*What you are asked to do:* Gather every line in the rows below that contains the string "license", treating uppercase and lowercase as different.

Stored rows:
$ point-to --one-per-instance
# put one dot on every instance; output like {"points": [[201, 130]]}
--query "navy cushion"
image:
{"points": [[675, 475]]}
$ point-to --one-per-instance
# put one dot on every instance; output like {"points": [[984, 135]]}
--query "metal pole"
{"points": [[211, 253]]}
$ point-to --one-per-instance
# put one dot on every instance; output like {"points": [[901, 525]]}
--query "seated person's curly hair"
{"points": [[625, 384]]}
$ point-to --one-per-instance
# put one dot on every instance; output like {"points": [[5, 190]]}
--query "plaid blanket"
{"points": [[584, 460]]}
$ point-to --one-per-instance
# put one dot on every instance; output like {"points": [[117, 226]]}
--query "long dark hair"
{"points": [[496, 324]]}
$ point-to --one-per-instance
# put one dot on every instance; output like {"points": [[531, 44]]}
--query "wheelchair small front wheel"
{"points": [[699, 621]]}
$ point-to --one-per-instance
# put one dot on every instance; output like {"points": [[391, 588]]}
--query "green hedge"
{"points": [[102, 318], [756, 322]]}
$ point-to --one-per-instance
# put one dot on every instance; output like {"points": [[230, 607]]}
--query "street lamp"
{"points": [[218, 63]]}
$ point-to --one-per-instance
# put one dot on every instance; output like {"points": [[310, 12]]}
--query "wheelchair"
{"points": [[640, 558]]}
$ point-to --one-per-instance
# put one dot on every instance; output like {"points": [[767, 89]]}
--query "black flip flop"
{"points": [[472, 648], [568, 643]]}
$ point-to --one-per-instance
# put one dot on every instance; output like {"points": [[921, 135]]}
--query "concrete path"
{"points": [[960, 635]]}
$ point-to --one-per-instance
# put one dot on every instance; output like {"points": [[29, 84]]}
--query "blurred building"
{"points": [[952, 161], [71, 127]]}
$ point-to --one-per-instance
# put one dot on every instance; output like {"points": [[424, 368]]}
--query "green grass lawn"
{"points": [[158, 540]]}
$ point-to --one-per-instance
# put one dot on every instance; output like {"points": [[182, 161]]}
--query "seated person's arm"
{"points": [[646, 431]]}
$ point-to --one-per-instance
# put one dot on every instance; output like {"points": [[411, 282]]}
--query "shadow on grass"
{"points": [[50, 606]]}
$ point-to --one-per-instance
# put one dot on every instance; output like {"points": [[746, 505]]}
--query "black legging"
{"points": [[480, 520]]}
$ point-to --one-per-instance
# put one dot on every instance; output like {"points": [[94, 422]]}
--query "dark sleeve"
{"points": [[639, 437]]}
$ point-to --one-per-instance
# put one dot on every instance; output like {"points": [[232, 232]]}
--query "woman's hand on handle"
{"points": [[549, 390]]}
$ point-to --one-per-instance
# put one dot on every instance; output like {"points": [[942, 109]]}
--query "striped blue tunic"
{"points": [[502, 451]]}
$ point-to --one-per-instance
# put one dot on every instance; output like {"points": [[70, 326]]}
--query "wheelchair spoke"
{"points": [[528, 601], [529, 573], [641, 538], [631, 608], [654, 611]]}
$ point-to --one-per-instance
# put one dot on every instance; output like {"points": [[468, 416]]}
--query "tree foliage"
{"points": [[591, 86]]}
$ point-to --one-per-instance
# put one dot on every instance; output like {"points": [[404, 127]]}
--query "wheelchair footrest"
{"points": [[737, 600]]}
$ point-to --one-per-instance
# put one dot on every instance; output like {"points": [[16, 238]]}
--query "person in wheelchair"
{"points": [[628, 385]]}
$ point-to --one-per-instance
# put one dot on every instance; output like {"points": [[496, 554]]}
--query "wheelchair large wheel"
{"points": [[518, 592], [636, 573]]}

==

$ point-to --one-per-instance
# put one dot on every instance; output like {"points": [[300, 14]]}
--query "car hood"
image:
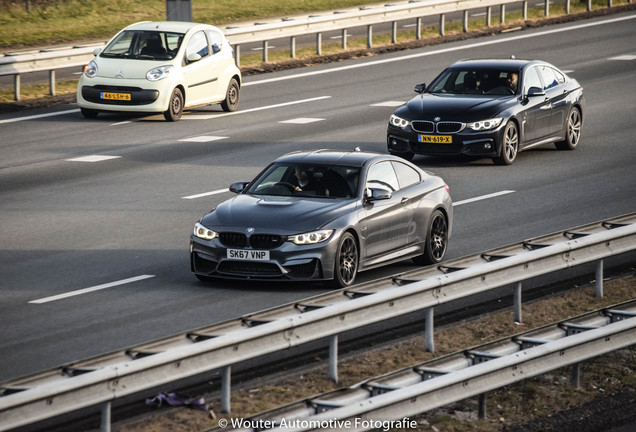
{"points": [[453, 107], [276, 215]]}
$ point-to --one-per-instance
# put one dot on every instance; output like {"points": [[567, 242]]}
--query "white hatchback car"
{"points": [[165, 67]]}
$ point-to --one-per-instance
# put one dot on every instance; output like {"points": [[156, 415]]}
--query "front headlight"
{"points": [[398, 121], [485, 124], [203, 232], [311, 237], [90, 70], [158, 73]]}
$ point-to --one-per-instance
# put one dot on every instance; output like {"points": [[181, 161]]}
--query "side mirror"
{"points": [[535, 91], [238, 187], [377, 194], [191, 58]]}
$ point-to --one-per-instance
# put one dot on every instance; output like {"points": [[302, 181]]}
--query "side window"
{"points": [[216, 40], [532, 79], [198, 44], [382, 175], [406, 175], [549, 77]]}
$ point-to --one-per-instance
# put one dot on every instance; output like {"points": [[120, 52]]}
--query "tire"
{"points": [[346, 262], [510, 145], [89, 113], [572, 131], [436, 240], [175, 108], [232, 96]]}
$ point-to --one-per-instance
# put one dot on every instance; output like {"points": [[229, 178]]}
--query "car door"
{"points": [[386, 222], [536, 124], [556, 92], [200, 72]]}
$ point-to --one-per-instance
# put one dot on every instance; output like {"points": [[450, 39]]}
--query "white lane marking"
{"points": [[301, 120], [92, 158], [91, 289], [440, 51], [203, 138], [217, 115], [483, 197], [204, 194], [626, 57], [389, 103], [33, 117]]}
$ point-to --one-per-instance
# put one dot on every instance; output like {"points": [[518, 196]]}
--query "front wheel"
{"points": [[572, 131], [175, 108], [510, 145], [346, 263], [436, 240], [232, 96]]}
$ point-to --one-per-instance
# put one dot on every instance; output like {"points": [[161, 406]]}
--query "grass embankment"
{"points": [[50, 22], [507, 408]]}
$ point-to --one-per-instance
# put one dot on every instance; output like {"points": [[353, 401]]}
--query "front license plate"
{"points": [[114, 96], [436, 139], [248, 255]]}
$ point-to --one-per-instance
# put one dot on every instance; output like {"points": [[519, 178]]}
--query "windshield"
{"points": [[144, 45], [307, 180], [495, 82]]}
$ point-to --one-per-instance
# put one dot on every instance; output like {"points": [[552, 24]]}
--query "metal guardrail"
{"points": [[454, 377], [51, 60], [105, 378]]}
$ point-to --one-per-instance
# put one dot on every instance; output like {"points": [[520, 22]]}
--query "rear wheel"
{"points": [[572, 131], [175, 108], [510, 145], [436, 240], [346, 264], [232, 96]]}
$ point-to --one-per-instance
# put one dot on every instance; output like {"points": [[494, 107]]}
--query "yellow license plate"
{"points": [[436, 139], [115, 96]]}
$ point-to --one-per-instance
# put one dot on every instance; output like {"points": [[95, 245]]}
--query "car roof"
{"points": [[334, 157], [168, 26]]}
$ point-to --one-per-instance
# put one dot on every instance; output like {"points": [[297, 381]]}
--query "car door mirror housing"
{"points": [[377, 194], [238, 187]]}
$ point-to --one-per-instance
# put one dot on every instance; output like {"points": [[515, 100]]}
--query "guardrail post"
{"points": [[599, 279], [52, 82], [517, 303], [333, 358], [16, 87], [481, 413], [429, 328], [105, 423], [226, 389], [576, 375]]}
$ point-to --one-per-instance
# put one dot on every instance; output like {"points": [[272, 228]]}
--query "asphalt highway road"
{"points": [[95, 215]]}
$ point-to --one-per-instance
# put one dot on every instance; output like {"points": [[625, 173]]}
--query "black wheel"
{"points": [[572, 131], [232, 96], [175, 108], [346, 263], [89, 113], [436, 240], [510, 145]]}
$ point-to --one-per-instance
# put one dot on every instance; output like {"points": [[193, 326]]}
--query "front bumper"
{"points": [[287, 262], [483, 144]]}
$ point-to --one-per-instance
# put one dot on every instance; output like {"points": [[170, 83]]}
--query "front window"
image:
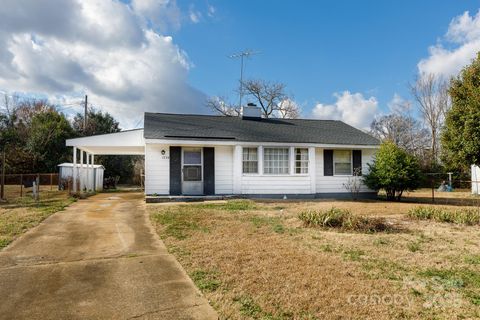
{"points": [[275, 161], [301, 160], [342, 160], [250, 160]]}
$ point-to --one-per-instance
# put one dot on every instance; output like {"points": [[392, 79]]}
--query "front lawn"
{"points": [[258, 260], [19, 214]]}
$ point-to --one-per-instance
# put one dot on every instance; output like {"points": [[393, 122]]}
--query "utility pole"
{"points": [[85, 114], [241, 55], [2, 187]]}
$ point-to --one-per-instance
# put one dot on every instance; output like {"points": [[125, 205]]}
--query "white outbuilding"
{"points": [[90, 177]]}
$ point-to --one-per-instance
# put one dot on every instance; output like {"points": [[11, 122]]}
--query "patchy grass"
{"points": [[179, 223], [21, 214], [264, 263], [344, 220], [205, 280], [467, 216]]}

*Solution to this problem:*
--query "front license plate"
--query "yellow license plate"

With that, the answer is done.